■ **Task prompt**:
Go through the listing below. Copy each line that has the string "give".

■ **Excerpted data**:
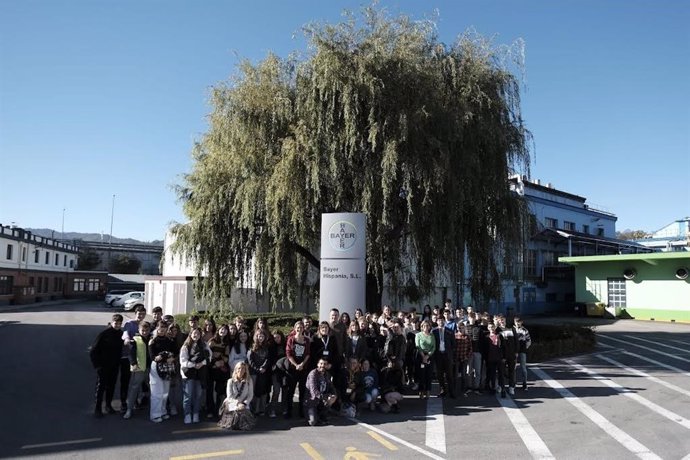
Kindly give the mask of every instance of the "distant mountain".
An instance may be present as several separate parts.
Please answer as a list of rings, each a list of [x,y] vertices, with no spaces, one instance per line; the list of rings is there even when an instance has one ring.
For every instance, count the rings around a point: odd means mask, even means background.
[[[101,235],[100,233],[79,233],[79,232],[65,232],[64,236],[60,231],[52,230],[50,228],[26,228],[25,230],[33,233],[34,235],[43,236],[46,238],[64,239],[64,240],[82,240],[82,241],[102,241],[107,243],[110,236],[107,234]],[[139,241],[133,238],[117,238],[113,236],[113,243],[122,244],[153,244],[156,246],[163,246],[163,240],[154,241]]]

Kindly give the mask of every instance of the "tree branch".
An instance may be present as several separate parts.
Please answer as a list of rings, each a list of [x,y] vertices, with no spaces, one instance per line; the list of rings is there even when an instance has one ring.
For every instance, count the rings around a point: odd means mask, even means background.
[[[312,254],[311,251],[295,242],[292,243],[292,246],[294,247],[295,252],[297,252],[297,254],[307,259],[307,262],[312,264],[315,268],[321,270],[321,261],[314,257],[314,254]]]

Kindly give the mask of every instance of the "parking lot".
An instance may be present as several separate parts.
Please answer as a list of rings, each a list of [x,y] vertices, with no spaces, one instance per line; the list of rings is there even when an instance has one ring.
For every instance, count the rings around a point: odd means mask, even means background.
[[[400,414],[229,433],[145,411],[93,418],[87,349],[110,314],[95,302],[0,313],[2,457],[690,458],[689,325],[602,321],[595,353],[531,366],[513,398],[410,395]]]

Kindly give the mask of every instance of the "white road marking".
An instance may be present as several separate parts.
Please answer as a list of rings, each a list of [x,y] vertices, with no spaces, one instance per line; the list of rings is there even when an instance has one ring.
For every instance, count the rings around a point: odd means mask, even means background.
[[[381,429],[379,429],[379,428],[376,428],[376,427],[374,427],[374,426],[371,426],[371,425],[369,425],[369,424],[367,424],[367,423],[360,422],[360,421],[357,420],[356,418],[348,417],[348,419],[349,419],[349,420],[352,420],[352,421],[355,422],[357,425],[366,428],[367,430],[374,431],[374,432],[380,434],[381,436],[385,436],[386,438],[388,438],[388,439],[390,439],[390,440],[392,440],[392,441],[395,441],[395,442],[397,442],[398,444],[402,444],[402,445],[405,446],[405,447],[409,447],[410,449],[412,449],[412,450],[414,450],[414,451],[416,451],[416,452],[419,452],[419,453],[422,454],[422,455],[426,455],[426,456],[429,457],[429,458],[433,458],[434,460],[445,460],[443,457],[439,457],[438,455],[434,454],[433,452],[429,452],[428,450],[425,450],[425,449],[422,449],[421,447],[415,446],[414,444],[412,444],[412,443],[410,443],[410,442],[407,442],[407,441],[405,441],[404,439],[400,439],[400,438],[397,437],[397,436],[393,436],[393,435],[390,434],[390,433],[386,433],[385,431],[383,431],[383,430],[381,430]]]
[[[681,345],[688,345],[690,346],[690,342],[683,342],[682,340],[669,340],[669,342],[674,342],[674,343],[679,343]]]
[[[446,453],[446,425],[443,420],[443,399],[429,398],[426,402],[426,446]]]
[[[673,354],[671,354],[671,353],[666,353],[666,352],[663,352],[663,351],[655,350],[655,349],[653,349],[653,348],[645,347],[644,345],[638,345],[638,344],[636,344],[636,343],[626,342],[625,340],[615,339],[615,338],[613,338],[613,337],[609,337],[609,336],[606,336],[606,335],[600,336],[600,338],[603,338],[603,339],[606,339],[606,340],[614,340],[614,341],[616,341],[616,342],[621,342],[621,343],[624,343],[624,344],[626,344],[626,345],[632,345],[633,347],[642,348],[643,350],[651,351],[652,353],[656,353],[656,354],[659,354],[659,355],[668,356],[669,358],[673,358],[673,359],[677,359],[677,360],[680,360],[680,361],[685,361],[686,363],[690,363],[690,359],[682,358],[682,357],[680,357],[680,356],[676,356],[676,355],[673,355]]]
[[[626,370],[626,371],[628,371],[628,372],[630,372],[630,373],[632,373],[632,374],[639,375],[640,377],[644,377],[644,378],[646,378],[646,379],[649,379],[649,380],[651,380],[652,382],[658,383],[659,385],[663,385],[663,386],[665,386],[666,388],[670,388],[670,389],[673,390],[673,391],[677,391],[678,393],[684,394],[684,395],[686,395],[686,396],[690,396],[690,391],[688,391],[688,390],[686,390],[686,389],[684,389],[684,388],[681,388],[681,387],[679,387],[679,386],[677,386],[677,385],[674,385],[674,384],[672,384],[672,383],[665,382],[665,381],[661,380],[660,378],[654,377],[653,375],[649,375],[649,374],[647,374],[646,372],[642,372],[642,371],[637,370],[637,369],[635,369],[635,368],[633,368],[633,367],[628,367],[628,366],[626,366],[625,364],[619,363],[619,362],[616,361],[615,359],[611,359],[611,358],[606,357],[606,356],[604,356],[604,355],[600,355],[600,354],[599,354],[599,355],[595,355],[595,356],[596,356],[597,358],[599,358],[599,359],[603,359],[603,360],[606,361],[607,363],[611,363],[611,364],[613,364],[614,366],[619,367],[619,368],[621,368],[621,369],[624,369],[624,370]]]
[[[608,434],[613,439],[618,441],[623,447],[628,449],[637,457],[644,460],[661,460],[661,457],[649,450],[647,447],[645,447],[638,440],[630,436],[628,433],[621,430],[613,423],[609,422],[603,415],[601,415],[599,412],[595,411],[587,404],[585,404],[582,400],[580,400],[580,398],[578,398],[572,392],[570,392],[570,390],[565,388],[556,380],[552,379],[549,376],[549,374],[547,374],[538,367],[531,367],[530,370],[534,372],[534,374],[536,374],[537,377],[542,379],[544,383],[556,390],[566,401],[572,404],[585,417],[594,422],[594,424],[601,428],[604,433]]]
[[[626,388],[622,385],[619,385],[616,382],[614,382],[613,380],[609,379],[608,377],[604,377],[603,375],[599,375],[596,372],[594,372],[593,370],[587,369],[585,366],[583,366],[581,364],[577,364],[575,361],[573,361],[571,359],[564,359],[563,361],[570,364],[575,369],[578,369],[581,372],[584,372],[585,374],[592,376],[593,379],[600,381],[601,383],[603,383],[607,387],[613,388],[614,390],[616,390],[617,392],[619,392],[623,396],[627,396],[628,398],[642,404],[646,408],[650,409],[653,412],[656,412],[657,414],[661,415],[662,417],[665,417],[665,418],[671,420],[672,422],[676,422],[677,424],[679,424],[683,428],[687,428],[688,430],[690,430],[690,420],[686,419],[685,417],[682,417],[682,416],[676,414],[675,412],[671,412],[668,409],[664,409],[660,405],[651,402],[649,399],[643,398],[642,396],[640,396],[637,393],[633,393],[633,390],[631,390],[630,388]]]
[[[690,454],[686,455],[685,457],[681,458],[680,460],[690,460]]]
[[[546,446],[544,441],[539,437],[539,434],[532,428],[527,417],[522,413],[520,408],[517,407],[515,401],[512,398],[501,398],[500,395],[496,395],[496,399],[503,406],[503,410],[508,416],[508,420],[513,424],[515,431],[522,439],[522,442],[532,454],[534,459],[555,459],[549,448]]]
[[[603,344],[599,344],[603,345]],[[610,345],[606,345],[607,347],[610,347]],[[647,358],[646,356],[638,355],[637,353],[633,353],[632,351],[626,351],[626,350],[621,350],[621,353],[625,353],[626,355],[634,356],[635,358],[641,359],[643,361],[647,361],[648,363],[656,364],[659,367],[663,367],[664,369],[668,369],[673,372],[678,372],[679,374],[687,375],[690,377],[690,372],[684,371],[683,369],[679,369],[677,367],[671,366],[669,364],[662,363],[661,361],[657,361],[652,358]]]
[[[87,444],[90,442],[102,441],[103,438],[75,439],[74,441],[46,442],[44,444],[29,444],[22,446],[22,449],[38,449],[40,447],[69,446],[72,444]]]
[[[657,342],[657,341],[649,340],[649,339],[643,339],[640,337],[635,337],[634,335],[623,335],[623,337],[627,337],[627,338],[633,339],[633,340],[639,340],[640,342],[648,342],[648,343],[651,343],[653,345],[661,345],[662,347],[670,348],[671,350],[678,350],[681,353],[690,353],[690,350],[688,350],[687,347],[686,348],[674,347],[673,345],[666,345],[665,343],[661,343],[661,342]]]

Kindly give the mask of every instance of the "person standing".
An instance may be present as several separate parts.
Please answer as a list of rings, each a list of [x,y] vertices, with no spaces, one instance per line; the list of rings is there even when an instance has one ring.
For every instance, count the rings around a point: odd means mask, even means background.
[[[185,424],[199,423],[201,382],[205,378],[206,365],[211,357],[211,350],[201,337],[201,329],[192,329],[180,349]]]
[[[266,400],[271,390],[271,360],[268,349],[268,337],[264,329],[256,329],[252,348],[247,353],[249,373],[254,380],[254,400],[252,412],[264,415]]]
[[[453,375],[453,365],[455,359],[455,337],[445,327],[443,316],[436,318],[436,329],[433,330],[436,351],[434,352],[434,366],[436,368],[436,378],[441,387],[439,397],[444,398],[450,393],[451,398],[455,398],[455,376]]]
[[[501,392],[501,397],[506,397],[506,390],[503,380],[503,372],[501,370],[501,363],[505,358],[505,347],[503,346],[503,337],[496,331],[496,325],[489,323],[487,325],[489,335],[486,337],[487,341],[487,355],[486,355],[486,383],[489,390]],[[496,374],[498,374],[498,386],[496,386]]]
[[[230,430],[251,430],[256,424],[256,419],[249,410],[254,398],[254,382],[247,363],[237,362],[232,377],[228,379],[225,393],[227,396],[223,401],[223,415],[218,426]]]
[[[335,387],[328,377],[328,360],[319,359],[316,368],[307,376],[307,396],[304,399],[304,407],[307,410],[310,426],[325,425],[328,423],[328,409],[335,404]]]
[[[127,321],[122,326],[122,355],[120,357],[120,411],[127,412],[127,393],[129,391],[129,381],[132,376],[130,371],[129,351],[132,340],[139,332],[139,324],[146,318],[146,308],[139,305],[134,309],[134,319]],[[134,409],[134,408],[132,408]]]
[[[524,326],[522,318],[515,317],[515,332],[518,337],[518,360],[520,363],[520,375],[522,376],[522,389],[527,391],[527,350],[532,346],[532,337]]]
[[[518,351],[520,344],[518,342],[518,335],[513,327],[506,325],[506,318],[501,316],[499,318],[500,334],[503,337],[503,347],[505,361],[501,365],[501,370],[504,375],[504,382],[508,383],[508,393],[511,396],[515,395],[515,363],[517,362]]]
[[[94,415],[103,416],[103,396],[105,395],[105,411],[114,414],[113,395],[117,373],[120,369],[120,357],[122,356],[122,315],[112,316],[108,327],[96,336],[91,346],[89,357],[91,364],[96,369],[96,407]]]
[[[292,400],[295,396],[295,388],[299,385],[299,411],[303,413],[302,403],[306,397],[307,366],[309,365],[310,347],[309,339],[304,335],[302,321],[295,323],[294,334],[287,338],[285,356],[289,362],[285,371],[285,389],[283,401],[285,403],[285,418],[292,417]]]
[[[421,331],[415,336],[415,347],[417,348],[416,355],[416,371],[417,384],[419,385],[419,397],[428,398],[429,391],[431,391],[431,374],[432,374],[432,356],[436,351],[436,340],[431,333],[431,323],[429,320],[422,321]]]
[[[460,392],[467,396],[472,391],[468,379],[472,369],[472,339],[467,334],[467,326],[464,324],[459,324],[455,333],[455,363],[456,376],[460,379]]]
[[[139,333],[132,337],[129,347],[129,388],[127,389],[127,411],[123,418],[132,417],[132,410],[137,402],[139,394],[142,393],[142,384],[149,376],[151,365],[151,355],[149,354],[149,338],[151,325],[147,321],[139,324]]]
[[[160,423],[170,418],[167,410],[170,380],[175,373],[175,344],[168,337],[168,325],[158,322],[155,337],[149,340],[149,356],[152,358],[149,373],[151,405],[149,418]]]

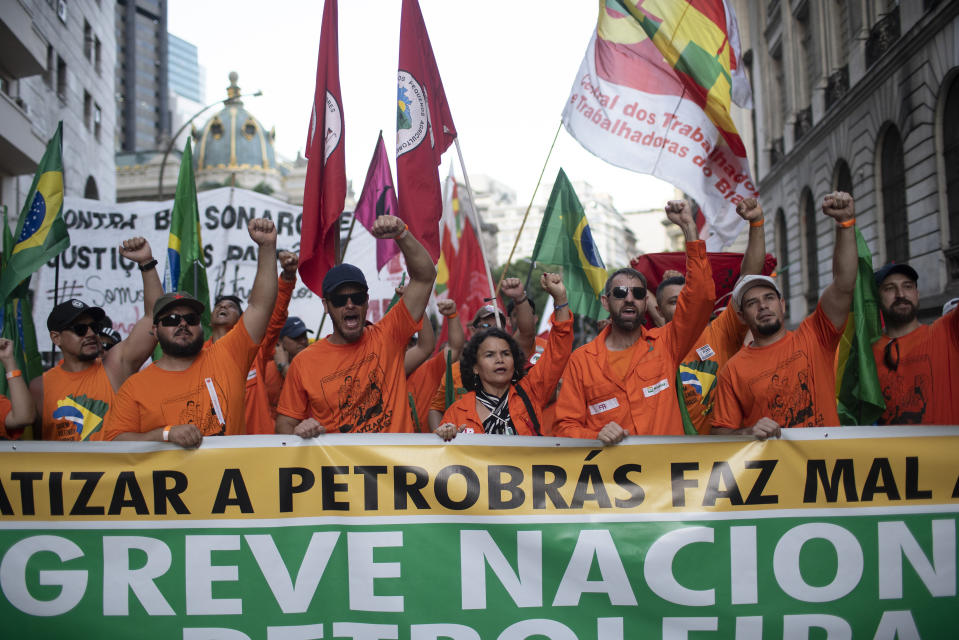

■ **Response area**:
Kindly give the mask of every instance of the "distant mountain".
Kindly give the mask of every instance of the "tree branch".
Kindly give the mask of every instance of the "parking lot".
Kindly give the mask of every instance of the "white road marking".
Kindly give the mask of every instance of the "person standing".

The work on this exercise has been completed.